• Directions for this task: Sum up the book review below in two sentences.

• Page extract:
Elections In New Brunswick 17841984, New
Brunswick Legislative Library, Fredericton, New Brunswick, 1984, 311 p; The
Premiers Of New Brunswick, Arthur T. Doyle, Brunswick Press, Fredericton, New
Brunswick, 1983, 76 p.
Last year was the Bicentennial of the
Province of New Brunswick. These two books, although very different, are useful
additions to the Library of anyone interested in provincial politics in Canada.
The book on elections is basically a
reference work containing electoral boundaries and election results in every
election and by-election since 1785. Results are listed both chronologically
and by constituency. Although the book consists mainly of maps and tables the
short introduction on elections and election legislation reveals some
interesting and amusing aspects of early political history not restricted to
New Brunswick. "In the beginning there was no party affiliation as it is
known today, Party was influenced by so many personal factors – candidate's
religion, place of birth. social class, drinking habits. and family ties all
had a part in political affiliation" (p. 2). In 1854 a newspaper attempted
to divide the candidates in York into the following groupings: Orange; Roman
Catholic: Temperence, Orange and Temperence; Roman Catholic and Protestant;
Roman Catholic Temperence and Lumber; Roman Catholic, Presbyterian and Lumber;
Rural Interest: Agricultural Interest and the Destruction of Bears and Wolves.

• Supplied material:
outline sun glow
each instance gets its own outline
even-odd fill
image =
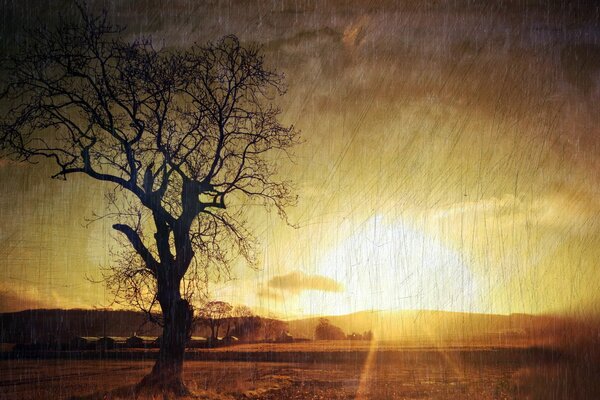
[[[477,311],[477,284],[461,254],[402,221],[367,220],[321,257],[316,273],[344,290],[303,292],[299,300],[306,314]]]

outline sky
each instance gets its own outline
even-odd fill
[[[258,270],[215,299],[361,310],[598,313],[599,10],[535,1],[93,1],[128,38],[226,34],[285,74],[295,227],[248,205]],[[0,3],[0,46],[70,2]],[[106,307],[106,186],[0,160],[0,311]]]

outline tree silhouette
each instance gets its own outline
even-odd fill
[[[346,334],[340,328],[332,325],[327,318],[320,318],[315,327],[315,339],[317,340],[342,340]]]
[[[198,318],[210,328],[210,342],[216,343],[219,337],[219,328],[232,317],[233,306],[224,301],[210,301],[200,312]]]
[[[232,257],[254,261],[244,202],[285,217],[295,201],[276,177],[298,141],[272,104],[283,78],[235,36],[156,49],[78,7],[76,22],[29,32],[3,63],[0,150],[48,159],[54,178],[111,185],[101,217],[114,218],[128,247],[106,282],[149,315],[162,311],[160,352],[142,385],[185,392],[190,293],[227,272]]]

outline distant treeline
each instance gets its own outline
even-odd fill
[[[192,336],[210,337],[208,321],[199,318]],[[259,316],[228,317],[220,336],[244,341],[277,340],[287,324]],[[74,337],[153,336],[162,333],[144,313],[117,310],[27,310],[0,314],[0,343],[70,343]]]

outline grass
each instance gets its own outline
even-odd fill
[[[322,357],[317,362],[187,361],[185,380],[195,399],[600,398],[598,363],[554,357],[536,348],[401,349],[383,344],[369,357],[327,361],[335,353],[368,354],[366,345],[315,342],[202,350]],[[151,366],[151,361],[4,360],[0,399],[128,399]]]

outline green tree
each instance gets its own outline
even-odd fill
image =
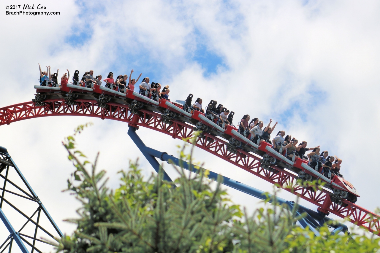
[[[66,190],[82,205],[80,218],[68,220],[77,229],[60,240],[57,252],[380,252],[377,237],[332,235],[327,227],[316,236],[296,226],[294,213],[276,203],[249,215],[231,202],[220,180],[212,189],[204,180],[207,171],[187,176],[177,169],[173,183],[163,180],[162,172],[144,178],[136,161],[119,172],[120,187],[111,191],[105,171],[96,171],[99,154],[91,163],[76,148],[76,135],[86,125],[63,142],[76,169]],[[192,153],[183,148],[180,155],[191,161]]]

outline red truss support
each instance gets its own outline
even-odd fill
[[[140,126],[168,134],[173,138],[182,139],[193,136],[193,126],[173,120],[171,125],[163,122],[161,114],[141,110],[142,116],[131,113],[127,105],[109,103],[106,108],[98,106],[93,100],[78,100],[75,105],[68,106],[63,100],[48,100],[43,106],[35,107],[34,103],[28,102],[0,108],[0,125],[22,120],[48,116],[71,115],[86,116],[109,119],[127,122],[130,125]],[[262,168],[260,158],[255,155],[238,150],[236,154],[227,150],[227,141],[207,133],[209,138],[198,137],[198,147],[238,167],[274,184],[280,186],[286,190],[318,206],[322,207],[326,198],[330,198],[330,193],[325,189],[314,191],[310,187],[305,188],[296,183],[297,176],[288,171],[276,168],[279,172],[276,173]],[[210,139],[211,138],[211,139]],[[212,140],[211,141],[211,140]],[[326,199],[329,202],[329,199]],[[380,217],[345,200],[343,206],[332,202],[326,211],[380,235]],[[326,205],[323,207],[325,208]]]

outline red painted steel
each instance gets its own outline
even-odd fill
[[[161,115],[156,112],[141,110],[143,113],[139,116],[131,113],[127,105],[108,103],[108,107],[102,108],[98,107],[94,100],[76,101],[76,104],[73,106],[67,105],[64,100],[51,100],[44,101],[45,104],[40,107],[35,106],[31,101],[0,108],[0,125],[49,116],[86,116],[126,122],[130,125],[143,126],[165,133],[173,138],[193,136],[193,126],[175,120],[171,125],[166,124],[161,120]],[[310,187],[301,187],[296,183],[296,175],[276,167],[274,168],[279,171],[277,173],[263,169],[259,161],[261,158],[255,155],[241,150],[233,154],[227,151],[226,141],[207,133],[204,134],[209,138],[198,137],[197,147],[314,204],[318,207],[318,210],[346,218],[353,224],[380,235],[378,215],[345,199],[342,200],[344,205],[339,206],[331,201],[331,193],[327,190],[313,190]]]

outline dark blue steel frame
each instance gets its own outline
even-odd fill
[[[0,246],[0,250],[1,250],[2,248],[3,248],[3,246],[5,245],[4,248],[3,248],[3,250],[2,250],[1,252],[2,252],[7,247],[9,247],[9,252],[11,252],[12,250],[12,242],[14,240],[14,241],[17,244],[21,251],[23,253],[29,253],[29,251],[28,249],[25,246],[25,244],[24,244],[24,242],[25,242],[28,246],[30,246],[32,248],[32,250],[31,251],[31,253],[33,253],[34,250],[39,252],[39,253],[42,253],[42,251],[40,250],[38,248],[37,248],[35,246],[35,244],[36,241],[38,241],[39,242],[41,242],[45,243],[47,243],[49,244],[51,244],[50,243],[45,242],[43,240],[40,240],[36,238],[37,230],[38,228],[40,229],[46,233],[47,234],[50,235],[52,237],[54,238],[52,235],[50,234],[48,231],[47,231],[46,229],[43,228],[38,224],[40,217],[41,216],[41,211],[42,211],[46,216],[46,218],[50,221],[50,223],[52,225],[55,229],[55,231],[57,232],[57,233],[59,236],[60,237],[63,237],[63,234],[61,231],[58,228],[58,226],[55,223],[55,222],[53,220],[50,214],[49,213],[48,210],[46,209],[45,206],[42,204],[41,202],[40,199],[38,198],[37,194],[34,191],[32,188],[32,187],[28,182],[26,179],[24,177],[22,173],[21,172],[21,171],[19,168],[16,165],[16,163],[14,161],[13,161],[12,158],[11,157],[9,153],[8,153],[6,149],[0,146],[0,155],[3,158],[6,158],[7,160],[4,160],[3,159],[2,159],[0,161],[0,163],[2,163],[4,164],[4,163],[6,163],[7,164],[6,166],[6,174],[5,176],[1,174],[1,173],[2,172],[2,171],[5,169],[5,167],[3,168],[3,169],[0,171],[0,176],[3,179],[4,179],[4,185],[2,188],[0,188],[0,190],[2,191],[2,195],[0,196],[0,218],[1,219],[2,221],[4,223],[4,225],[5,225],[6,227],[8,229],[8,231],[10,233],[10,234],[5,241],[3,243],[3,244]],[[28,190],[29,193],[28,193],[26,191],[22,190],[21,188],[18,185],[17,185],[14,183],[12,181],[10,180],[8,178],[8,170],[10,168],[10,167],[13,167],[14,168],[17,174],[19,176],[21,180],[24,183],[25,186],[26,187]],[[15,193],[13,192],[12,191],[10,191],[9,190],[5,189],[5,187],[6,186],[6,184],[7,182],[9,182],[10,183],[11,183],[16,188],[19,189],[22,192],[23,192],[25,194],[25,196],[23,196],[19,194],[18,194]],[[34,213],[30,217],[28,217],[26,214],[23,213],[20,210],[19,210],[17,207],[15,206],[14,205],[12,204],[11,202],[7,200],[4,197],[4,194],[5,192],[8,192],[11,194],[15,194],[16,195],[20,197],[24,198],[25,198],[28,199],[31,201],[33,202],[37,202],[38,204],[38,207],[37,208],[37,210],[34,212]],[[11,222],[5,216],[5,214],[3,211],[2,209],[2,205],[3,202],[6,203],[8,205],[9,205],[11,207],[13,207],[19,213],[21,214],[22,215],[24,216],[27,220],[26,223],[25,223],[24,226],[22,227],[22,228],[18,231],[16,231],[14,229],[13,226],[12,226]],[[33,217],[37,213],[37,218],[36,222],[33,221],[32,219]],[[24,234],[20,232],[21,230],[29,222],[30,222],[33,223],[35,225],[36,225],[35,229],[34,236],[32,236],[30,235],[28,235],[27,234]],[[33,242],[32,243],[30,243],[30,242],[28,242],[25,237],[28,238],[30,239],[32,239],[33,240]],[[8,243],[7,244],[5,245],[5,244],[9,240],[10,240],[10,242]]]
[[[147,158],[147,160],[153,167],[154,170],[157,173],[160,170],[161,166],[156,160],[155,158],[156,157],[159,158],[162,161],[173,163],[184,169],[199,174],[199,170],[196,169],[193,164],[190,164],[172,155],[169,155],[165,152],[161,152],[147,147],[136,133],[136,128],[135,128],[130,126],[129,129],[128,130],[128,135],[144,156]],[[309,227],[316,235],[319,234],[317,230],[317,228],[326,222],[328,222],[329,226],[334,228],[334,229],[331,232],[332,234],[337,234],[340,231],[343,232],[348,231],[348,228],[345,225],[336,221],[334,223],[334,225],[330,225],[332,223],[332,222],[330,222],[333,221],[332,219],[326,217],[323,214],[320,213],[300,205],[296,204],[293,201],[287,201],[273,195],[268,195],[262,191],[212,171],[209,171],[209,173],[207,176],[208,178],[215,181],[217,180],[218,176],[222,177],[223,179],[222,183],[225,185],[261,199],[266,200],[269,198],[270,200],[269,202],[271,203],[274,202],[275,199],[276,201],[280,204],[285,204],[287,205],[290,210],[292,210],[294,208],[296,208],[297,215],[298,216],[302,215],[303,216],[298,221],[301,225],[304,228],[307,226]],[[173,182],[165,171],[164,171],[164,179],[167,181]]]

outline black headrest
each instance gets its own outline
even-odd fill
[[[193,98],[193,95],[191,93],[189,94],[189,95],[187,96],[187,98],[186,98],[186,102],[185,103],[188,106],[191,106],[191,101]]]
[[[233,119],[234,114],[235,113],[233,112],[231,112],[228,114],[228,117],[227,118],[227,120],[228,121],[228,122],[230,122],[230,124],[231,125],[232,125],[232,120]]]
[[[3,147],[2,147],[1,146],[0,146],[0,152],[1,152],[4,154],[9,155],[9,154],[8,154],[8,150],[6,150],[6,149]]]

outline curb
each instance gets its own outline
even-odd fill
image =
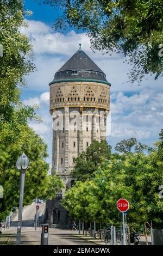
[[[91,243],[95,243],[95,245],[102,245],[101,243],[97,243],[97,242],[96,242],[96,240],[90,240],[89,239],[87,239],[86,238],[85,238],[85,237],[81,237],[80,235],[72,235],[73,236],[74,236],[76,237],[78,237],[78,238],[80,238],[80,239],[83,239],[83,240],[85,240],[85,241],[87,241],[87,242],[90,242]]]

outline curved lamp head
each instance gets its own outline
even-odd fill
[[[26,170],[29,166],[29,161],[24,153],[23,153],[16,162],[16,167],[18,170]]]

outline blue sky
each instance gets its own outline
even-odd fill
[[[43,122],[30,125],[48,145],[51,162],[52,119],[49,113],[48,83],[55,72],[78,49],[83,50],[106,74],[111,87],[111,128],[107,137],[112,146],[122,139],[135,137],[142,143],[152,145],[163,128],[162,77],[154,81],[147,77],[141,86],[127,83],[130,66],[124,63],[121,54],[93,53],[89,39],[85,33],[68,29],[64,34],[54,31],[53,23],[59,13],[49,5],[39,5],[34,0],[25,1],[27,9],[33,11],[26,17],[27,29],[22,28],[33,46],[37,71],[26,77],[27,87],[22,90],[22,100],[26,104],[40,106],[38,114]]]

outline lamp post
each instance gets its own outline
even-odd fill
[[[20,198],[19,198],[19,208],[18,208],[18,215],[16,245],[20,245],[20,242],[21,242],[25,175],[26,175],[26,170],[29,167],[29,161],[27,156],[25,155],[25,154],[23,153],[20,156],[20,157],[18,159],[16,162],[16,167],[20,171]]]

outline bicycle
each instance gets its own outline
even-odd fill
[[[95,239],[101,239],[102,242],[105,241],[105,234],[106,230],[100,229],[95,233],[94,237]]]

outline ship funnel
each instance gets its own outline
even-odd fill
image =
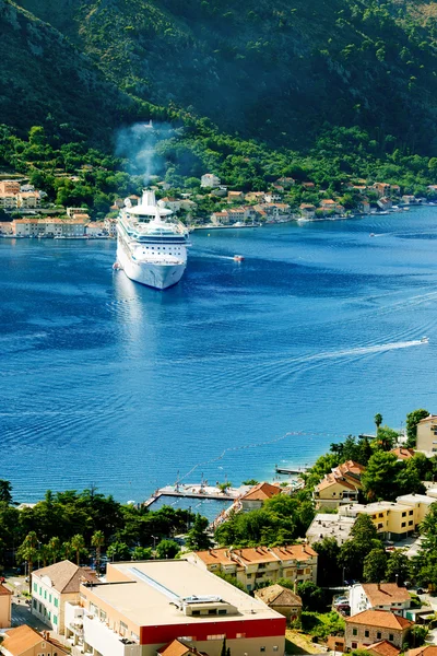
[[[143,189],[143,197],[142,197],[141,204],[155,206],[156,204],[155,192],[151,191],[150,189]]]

• Result below: The review calls a book on New Brunswick elections and a book on the province's premiers useful additions to the library of anyone interested in Canadian provincial politics. The elections book is mainly a reference work of electoral boundaries and results since 1785, listed by date and by constituency, and its short introduction notes that early party ties were shaped by personal factors such as religion, place of birth, social class, drinking habits and family.